--- Start Task input ---

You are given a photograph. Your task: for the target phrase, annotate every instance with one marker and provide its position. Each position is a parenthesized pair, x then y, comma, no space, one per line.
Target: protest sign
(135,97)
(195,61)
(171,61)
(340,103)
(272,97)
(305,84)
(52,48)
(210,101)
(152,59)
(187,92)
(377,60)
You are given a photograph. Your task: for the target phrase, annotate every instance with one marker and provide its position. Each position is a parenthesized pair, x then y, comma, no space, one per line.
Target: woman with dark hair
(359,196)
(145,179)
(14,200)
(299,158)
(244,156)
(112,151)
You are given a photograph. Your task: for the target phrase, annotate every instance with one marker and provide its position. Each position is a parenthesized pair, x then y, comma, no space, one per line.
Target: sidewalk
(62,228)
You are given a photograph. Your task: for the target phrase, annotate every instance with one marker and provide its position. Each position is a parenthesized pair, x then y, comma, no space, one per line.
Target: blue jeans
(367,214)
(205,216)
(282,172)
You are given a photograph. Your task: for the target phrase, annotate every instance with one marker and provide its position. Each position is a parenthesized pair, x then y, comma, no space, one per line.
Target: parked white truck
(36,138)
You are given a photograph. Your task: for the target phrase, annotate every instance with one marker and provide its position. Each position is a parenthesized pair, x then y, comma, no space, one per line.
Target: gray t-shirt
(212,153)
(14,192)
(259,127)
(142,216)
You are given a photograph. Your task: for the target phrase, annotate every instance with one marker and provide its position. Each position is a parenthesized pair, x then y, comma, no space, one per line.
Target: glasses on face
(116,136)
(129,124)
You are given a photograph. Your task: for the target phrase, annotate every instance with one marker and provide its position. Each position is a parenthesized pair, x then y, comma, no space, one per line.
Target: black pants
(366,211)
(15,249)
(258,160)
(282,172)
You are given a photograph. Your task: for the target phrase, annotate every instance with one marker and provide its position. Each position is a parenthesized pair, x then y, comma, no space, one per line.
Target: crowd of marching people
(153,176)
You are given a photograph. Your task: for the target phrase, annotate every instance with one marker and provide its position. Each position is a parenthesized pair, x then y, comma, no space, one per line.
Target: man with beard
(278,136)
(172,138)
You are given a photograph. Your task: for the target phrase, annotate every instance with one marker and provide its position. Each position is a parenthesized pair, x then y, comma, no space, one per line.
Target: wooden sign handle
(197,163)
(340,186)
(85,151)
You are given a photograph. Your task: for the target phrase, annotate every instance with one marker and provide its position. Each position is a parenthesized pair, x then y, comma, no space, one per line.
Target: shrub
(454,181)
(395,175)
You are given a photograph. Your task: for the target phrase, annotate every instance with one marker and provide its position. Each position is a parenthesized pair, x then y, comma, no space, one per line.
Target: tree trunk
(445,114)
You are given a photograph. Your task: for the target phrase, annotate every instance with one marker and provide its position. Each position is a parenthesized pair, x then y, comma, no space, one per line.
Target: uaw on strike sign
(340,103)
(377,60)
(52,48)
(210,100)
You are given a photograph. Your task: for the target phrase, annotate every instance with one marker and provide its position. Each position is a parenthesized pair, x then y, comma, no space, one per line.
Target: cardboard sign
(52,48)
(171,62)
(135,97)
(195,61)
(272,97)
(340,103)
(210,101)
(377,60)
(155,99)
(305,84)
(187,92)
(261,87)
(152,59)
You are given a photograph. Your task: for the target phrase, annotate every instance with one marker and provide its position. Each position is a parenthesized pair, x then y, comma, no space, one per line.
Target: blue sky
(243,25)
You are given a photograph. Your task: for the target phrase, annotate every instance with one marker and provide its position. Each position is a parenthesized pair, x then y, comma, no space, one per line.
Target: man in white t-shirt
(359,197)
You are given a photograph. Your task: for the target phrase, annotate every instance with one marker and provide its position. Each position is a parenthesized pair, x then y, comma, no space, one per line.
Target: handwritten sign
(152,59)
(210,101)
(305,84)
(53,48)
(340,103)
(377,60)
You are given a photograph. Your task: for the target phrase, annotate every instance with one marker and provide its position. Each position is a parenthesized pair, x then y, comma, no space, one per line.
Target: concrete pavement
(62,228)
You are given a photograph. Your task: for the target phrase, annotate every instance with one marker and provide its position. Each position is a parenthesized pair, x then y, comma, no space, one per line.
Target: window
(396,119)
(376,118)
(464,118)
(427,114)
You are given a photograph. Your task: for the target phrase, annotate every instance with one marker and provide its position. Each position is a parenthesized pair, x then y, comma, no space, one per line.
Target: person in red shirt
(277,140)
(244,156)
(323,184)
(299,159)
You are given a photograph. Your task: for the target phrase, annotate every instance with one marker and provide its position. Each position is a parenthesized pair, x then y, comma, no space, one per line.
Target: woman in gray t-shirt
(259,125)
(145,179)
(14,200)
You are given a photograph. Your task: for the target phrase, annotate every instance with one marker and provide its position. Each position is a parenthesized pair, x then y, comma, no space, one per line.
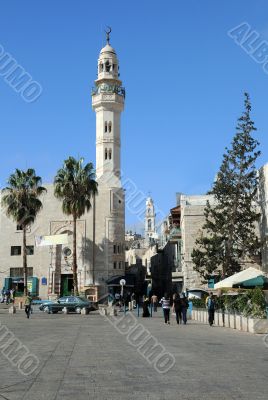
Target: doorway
(67,285)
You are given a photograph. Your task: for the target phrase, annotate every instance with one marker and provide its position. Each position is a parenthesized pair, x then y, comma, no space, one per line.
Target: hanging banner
(51,240)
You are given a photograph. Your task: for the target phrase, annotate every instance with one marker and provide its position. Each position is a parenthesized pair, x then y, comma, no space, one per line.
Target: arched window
(107,66)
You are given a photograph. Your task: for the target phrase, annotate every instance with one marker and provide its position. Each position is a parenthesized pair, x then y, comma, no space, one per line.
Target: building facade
(100,232)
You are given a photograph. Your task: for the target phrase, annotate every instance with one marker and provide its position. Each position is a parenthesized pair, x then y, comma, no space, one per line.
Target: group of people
(7,295)
(178,304)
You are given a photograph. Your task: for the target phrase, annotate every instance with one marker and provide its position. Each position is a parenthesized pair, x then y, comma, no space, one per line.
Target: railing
(105,88)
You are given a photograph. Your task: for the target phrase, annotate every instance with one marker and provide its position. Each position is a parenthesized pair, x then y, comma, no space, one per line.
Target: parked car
(72,303)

--- End Task input ---

◆ What needs to be done:
Reproduce the listing word for word and omit its pictures.

◆ Finished answer:
You are given a photograph. Your task: for the target phrase, annotate every instance with one marker and provide its position. Each position is a parenthesized pair, x then y, comma, no space, one per line.
Target: protest sign
(135,97)
(195,61)
(171,61)
(340,103)
(272,97)
(305,84)
(52,48)
(210,101)
(152,59)
(187,92)
(377,60)
You are given a photograph. Your task: for the target phrase, annotate every instance with one marker and provide its position. Each position is a parenthesized pair, x then y, comma, no space, one per line.
Target: woman with dark hair
(359,196)
(145,179)
(14,200)
(299,158)
(244,156)
(112,151)
You are given a photograph. Your task: for the target phrase, annotate every instance with one marker and provide its position. Each position is a parenthesized pair, x then y, comma, no space, one per line.
Target: sidewalk
(62,228)
You are given a photograph. Your task: for the target phrase, annotate every instance with one marker and provide its position. Each position is a parenthesized pair, x then y, comma, no space, one per line.
Target: blue jeans
(367,214)
(205,216)
(282,172)
You are given a photograph. Your task: for the target phrase, annotate every instance with one marker and provide its position. Each position is a parenthesized pair, x then y, comma, no space, one per line.
Target: parked white truck
(36,138)
You are given a photograph. Your task: for the target phrase, annotate every instance with one marker and provide its position. Each position is a parenthesized pair, x then y, comma, no space, one per line.
Target: gray t-shirt
(212,153)
(14,192)
(259,127)
(142,216)
You are given a photograph. Your task: for the target phrase, annotate every instance with one marker and provide its position. Each position is a parenthesized pair, x then y, comma, no space, one per line.
Target: glasses on face
(116,136)
(129,124)
You are given a photograph. Your task: for the target phrase, annotate every instance with one marker and provide its position. Each position is a parenthesized pair, x then y, comma, no space, one per line.
Target: black pants
(366,211)
(15,249)
(258,160)
(282,172)
You are given a photograph. Your task: for the target phrase, annotate every instance with one marker and provide its position. Each position is a parenthesized pair, x then y, comma, no space, one per line.
Target: crowd of marching people
(153,176)
You are given a photograph. Your task: for the target phrase, annotate every instance with one marker and provide its position. Each position is a parenthesized pair, x then y, comma, no space, one per line.
Target: man with beard
(278,136)
(172,138)
You are given a photograph. Your task: for the target phrase, annotate every instance with one marker and provide its position. Each position is a parenthesized pair, x then y, comma, no space, one per line.
Target: wooden sign handle
(197,163)
(340,186)
(85,151)
You are given a photograph. Your task: for the target phrase, annotate every instance with one marker and provide its position. Each position is a parenthesized pair, x then y, comma, no space, one per line.
Target: shrub
(454,181)
(395,175)
You are given a photograph. Your task: for the target phrase, annotate every instance with one marker and provide its position. Each position is a parenthesized pair, x then y, comma, no space, one per line.
Target: tree trunk
(445,114)
You are given a photograph. Your task: for the target phrase, annotate every instance with one marker and provide its position. Each position is a parenthesized pair, x then y, comma, no space, one per line.
Target: uaw on strike sign
(340,103)
(377,60)
(52,48)
(210,100)
You are given a photograph. Your task: for the target phrase, annotate every instance with one marker and provide its position. Each position is a parenthesized pair, x then y, comma, no space, one per line.
Target: cardboard sign
(52,48)
(171,62)
(135,97)
(195,61)
(272,97)
(340,103)
(210,101)
(377,60)
(155,99)
(305,84)
(187,92)
(261,87)
(152,59)
You are given a photograph. Your task: for the target phrase, annotate every instance with one marker and provide its position. Each position is a parenthesized pair, x then y, comma, no space, one per line.
Target: blue sky
(243,25)
You are given a photograph. Your task: for the target phrase, annotate every instance with one marker and provide its position. Each position is a parenthesized pair, x then y, comma, no space, one per line.
Target: man in white t-shirt
(359,197)
You are given a photograph. Your task: for the target phrase, annotate every instance with one marker and provide its position. Each position is a parenthesized pair, x then y, comma, no space, one per line.
Target: handwritten sign
(152,59)
(210,101)
(305,84)
(53,48)
(340,103)
(377,60)
You are given a photograph. Your task: for the target phrase, annotate every instance with one marker and provide its position. Each position is a parenthesized pair, x then y, comma, no space, one per line.
Target: concrete pavement
(62,228)
You are given a photograph. Your task: for the target phrase, annotate every instance with one marker and provide its position. Each position is a parenthesized pair, x then y, comma, no space, one per line.
Target: window
(396,119)
(376,118)
(464,118)
(427,114)
You are given a photograph. Your task: for the target phrase, annotate every instance with one marker and provide its position. Each position is a parenthesized pair, x then y, comma, no space, one per line.
Target: person in red shirt
(277,140)
(244,156)
(323,184)
(299,159)
You are given a photograph. Your task: for the target phrase, annotate every instance with one marker and provide its position. Each position is a parenthesized pair, x then y, comma, no space, one per line.
Target: woman in gray t-shirt
(259,125)
(145,179)
(14,200)
You are given a photograph. Your task: for the target phrase, annotate every instance with one marker and provide its position. Each position is a parenthesized pair, x then y, comma, no space, one per line.
Target: doorway
(67,285)
You are given a photograph. Your task: for the target phrase, annotate every instance with one marker and provide its position. Each position is a parenthesized pair, x then y, comma, no space, one per line.
Target: hanging banner
(51,240)
You are given a photograph. Your task: for the target phrase, annotate every instance with one marker and provide its position. Each position is a parenthesized pair, x then y, comma, no space, one per line.
Target: arched window
(107,66)
You are given a photograph. Your task: for the target phrase, annotate every instance with one marker and provide its position. Each position is a parenthesized pair, x then y, comma, no space, one per line.
Target: building facade
(100,232)
You are given a photograph. Your task: for the target phrase, annotate every instance with one marker and provide its position. Each position is a parenthesized pair, x then y, comma, no space, one per line.
Target: group of people
(7,295)
(178,304)
You are given a photograph. Your task: for the target phrase, annotate every instance with one marker and provide its position. Each position is a parenthesized pair, x then y, comma, no space, one per line.
Target: railing
(105,88)
You are given a photograph. Your task: for the target phrase, annotate every instance with one marker and provide its position. Each position is a parenthesized pair, x then y, comma, no space, one per line.
Target: parked car
(72,303)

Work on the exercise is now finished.